## Problem
Please reproduce the entries below exactly, omitting any images they contain.

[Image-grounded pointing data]
··········

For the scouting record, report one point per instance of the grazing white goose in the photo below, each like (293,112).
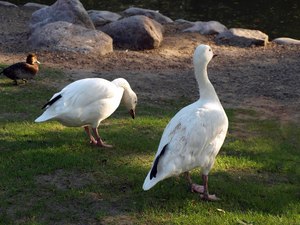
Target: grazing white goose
(87,102)
(194,135)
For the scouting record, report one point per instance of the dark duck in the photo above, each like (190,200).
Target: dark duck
(22,70)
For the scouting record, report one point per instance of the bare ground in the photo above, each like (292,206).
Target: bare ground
(266,79)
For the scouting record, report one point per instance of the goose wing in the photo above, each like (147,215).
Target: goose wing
(188,141)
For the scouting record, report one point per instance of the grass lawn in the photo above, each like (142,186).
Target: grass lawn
(49,174)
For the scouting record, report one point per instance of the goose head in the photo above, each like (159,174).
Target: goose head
(129,98)
(203,54)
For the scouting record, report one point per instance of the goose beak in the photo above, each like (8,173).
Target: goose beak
(132,113)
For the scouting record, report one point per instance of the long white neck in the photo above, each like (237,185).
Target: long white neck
(206,89)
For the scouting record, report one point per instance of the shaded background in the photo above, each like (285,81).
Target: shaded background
(277,18)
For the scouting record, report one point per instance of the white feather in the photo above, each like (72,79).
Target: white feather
(87,102)
(196,133)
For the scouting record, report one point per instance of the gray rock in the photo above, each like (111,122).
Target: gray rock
(65,36)
(155,15)
(210,27)
(101,18)
(136,33)
(35,6)
(71,11)
(7,4)
(184,21)
(242,37)
(286,41)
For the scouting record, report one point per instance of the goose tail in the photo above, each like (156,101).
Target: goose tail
(153,176)
(44,117)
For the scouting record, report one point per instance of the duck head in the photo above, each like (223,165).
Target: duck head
(32,59)
(129,98)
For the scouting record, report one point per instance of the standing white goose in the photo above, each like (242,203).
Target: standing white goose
(87,102)
(194,135)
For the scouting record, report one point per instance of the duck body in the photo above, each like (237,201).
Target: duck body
(84,102)
(23,70)
(194,136)
(190,140)
(87,102)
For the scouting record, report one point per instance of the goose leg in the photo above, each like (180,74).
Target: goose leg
(100,143)
(194,187)
(206,196)
(92,139)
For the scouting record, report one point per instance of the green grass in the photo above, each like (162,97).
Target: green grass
(50,175)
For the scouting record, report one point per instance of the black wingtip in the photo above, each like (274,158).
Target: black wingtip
(52,101)
(154,168)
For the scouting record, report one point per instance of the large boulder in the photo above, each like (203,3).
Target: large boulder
(155,15)
(101,18)
(35,6)
(242,37)
(65,36)
(71,11)
(210,27)
(135,32)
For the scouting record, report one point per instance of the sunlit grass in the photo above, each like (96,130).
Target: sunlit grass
(50,174)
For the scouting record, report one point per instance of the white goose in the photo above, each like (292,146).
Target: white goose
(194,135)
(87,102)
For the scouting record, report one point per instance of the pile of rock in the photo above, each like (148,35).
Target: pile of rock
(67,26)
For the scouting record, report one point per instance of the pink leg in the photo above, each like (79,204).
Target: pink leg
(206,196)
(92,139)
(99,142)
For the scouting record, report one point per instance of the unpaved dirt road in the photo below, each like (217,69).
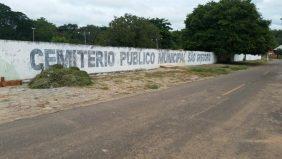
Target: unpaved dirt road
(231,116)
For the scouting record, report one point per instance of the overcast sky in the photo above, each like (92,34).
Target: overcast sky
(101,12)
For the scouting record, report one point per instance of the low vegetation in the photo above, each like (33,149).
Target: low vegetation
(58,76)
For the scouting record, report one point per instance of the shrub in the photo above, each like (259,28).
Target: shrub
(58,76)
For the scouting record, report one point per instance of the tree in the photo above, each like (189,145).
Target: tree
(133,31)
(164,27)
(14,25)
(45,30)
(228,27)
(70,33)
(278,36)
(177,39)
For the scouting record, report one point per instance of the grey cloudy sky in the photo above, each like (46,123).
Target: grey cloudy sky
(101,12)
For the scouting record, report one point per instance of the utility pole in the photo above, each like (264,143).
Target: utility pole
(157,43)
(85,36)
(33,31)
(85,40)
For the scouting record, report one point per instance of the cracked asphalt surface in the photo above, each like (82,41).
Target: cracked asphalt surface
(231,116)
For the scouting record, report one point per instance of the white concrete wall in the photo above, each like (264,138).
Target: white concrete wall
(22,60)
(240,57)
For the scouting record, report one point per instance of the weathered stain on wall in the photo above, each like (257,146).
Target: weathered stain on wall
(24,60)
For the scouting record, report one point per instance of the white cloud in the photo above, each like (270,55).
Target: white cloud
(101,12)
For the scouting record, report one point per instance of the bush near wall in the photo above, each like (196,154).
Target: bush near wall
(58,76)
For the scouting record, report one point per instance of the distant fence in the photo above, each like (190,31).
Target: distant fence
(24,60)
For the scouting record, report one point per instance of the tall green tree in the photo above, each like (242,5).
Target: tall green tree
(278,36)
(228,27)
(45,30)
(133,31)
(164,26)
(14,25)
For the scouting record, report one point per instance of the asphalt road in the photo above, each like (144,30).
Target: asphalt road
(232,116)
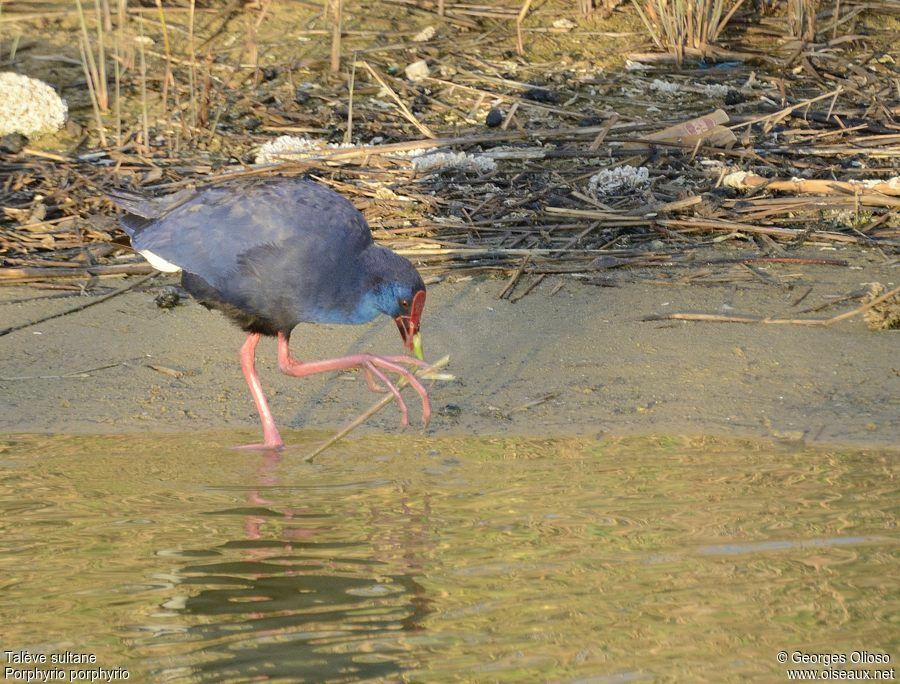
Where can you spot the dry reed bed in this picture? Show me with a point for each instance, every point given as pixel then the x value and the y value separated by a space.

··········

## Task output
For the scouting record, report one point per instance of the grazing white goose in the photo below, each like (293,112).
Target: grazing white goose
(87,102)
(194,135)
For the scouting record, report one point per instance of the dark duck in the photo above, each like (190,200).
Target: dark duck
(22,70)
For the scouting record, report one point per instance of the bare ground in the photo above, each like (292,206).
Target: bare ground
(266,79)
For the scouting record, report one point per instance of the goose wing in the photo above, each like (147,215).
Target: goose wing
(188,141)
For the scouting record, report one point per instance of the grass lawn in the photo above, each like (142,186).
Target: grass lawn
(49,174)
For the scouting record, report one point per instance of the goose head in the photo above, each like (159,174).
Target: goose head
(129,98)
(203,54)
For the scouting record, report one point per instance of the goose beak in the photo above, each like (8,173).
Target: goose beak
(132,113)
For the scouting record, report one point per instance of the long white neck in the photo above, each like (237,185).
Target: long white neck
(206,89)
For the scouting record, report one point per instance of the shaded background in the photo above, each like (285,81).
Target: shaded background
(277,18)
For the scouting record, report one point per instance of the white feather in the photo above, each like (72,79).
Target: white feather
(87,102)
(196,133)
For the scouting record, report one point per instance of the gray rock in the photo above, each like (111,122).
Target: gray rock
(65,36)
(155,15)
(210,27)
(101,18)
(136,33)
(35,6)
(71,11)
(7,4)
(184,21)
(242,37)
(286,41)
For the scouting record, report one point per instance of the goose tail in the photo above, each like (156,101).
Target: goose tail
(153,176)
(44,117)
For the scouting record, report one point per instance of the duck head in the photo above, each like (223,165).
Target: duck head
(32,59)
(129,98)
For the scouting record, report one point per instance of the standing white goose in the photo above, each like (242,203).
Target: standing white goose
(87,102)
(194,135)
For the scouting record, report one point per instance of the duck body in the photo above, each like (237,201).
Target: duck body
(84,102)
(23,70)
(194,136)
(190,140)
(87,102)
For the scouting record, report one point per instance of the goose leg in the photo above, each like (180,74).
Target: goose leg
(100,143)
(194,187)
(206,196)
(92,139)
For the scouting record, report one point per instance of the green grass in the photo above, each like (162,97).
Target: green grass
(50,175)
For the scouting record, report one point per instance of the black wingtip in the photo above, each like (274,158).
Target: black wingtip
(52,101)
(154,168)
For the scouting record, report one point per instance of the large boulder in the photo above, each like (203,3).
Target: large boulder
(155,15)
(101,18)
(35,6)
(242,37)
(65,36)
(71,11)
(210,27)
(135,32)
For the scouting record, report one point per instance of the sunlit grass in the photo above, each like (96,130).
Target: sunlit grass
(50,174)
For the scouting record, report one point per instance of the white goose in the photo above, each like (292,146).
Target: white goose
(194,135)
(87,102)
For the scouting record, report one point per instance of the pile of rock in the photo above, each like (148,35).
Target: pile of rock
(67,26)
For the scouting record, report one point per instance of the pink leg in the photo above, each like (79,204).
Target: pink leg
(206,196)
(92,139)
(99,142)
For the scouting record, report one point per instance of the unpaved dirt road in the photo below, each like (217,69).
Target: unpaved dirt road
(231,116)
For the scouting record, report one point per instance of the overcast sky in the photo above, each like (92,34).
Target: overcast sky
(101,12)
For the scouting record, report one point per instance of the low vegetation in the photo above, each like (33,149).
Target: low vegetation
(58,76)
For the scouting record, report one point per instance of the shrub in the photo above, each like (259,28).
Target: shrub
(58,76)
For the scouting record, report one point per instance of the tree in the photo above, each like (189,145).
Target: tree
(133,31)
(164,27)
(14,25)
(45,30)
(228,27)
(70,33)
(278,36)
(177,39)
For the scouting record, report one point per instance of the grey cloudy sky in the photo above, each like (46,123).
Target: grey cloudy sky
(101,12)
For the scouting record, report one point per instance of the utility pole in the photo above, each like (264,143).
Target: utility pole
(157,43)
(85,36)
(33,31)
(85,40)
For the scouting record, report one point per instance of the cracked asphalt surface in the photo above, each like (82,41).
Target: cracked asphalt surface
(231,116)
For the scouting record, report one point per instance of the white concrete wall in the photo above, each like (264,138).
Target: white concrete wall
(22,60)
(240,57)
For the scouting record, report one point per instance of the weathered stain on wall in the photo above, each like (257,146).
Target: weathered stain on wall
(24,60)
For the scouting record, report one point per instance of the white cloud in the photo above, each like (270,55).
Target: white cloud
(101,12)
For the scouting record, report one point per instance of the bush near wall in the photo above, each like (196,154).
Target: bush near wall
(58,76)
For the scouting record, report one point per instance of the distant fence in the photo above, each like (190,31).
Target: distant fence
(24,60)
For the scouting record, report one point per instance of the tall green tree in the photo above, each like (242,5).
Target: tall green tree
(278,36)
(228,27)
(45,30)
(133,31)
(164,26)
(14,25)
For the scouting record, report one point per instance of the asphalt road in the photo above, each like (144,30).
Target: asphalt road
(232,116)
Where can you spot the dry reed bed in this picture? Show me with a point for each instance, every point given as pixel then the x value and the y value separated by a space.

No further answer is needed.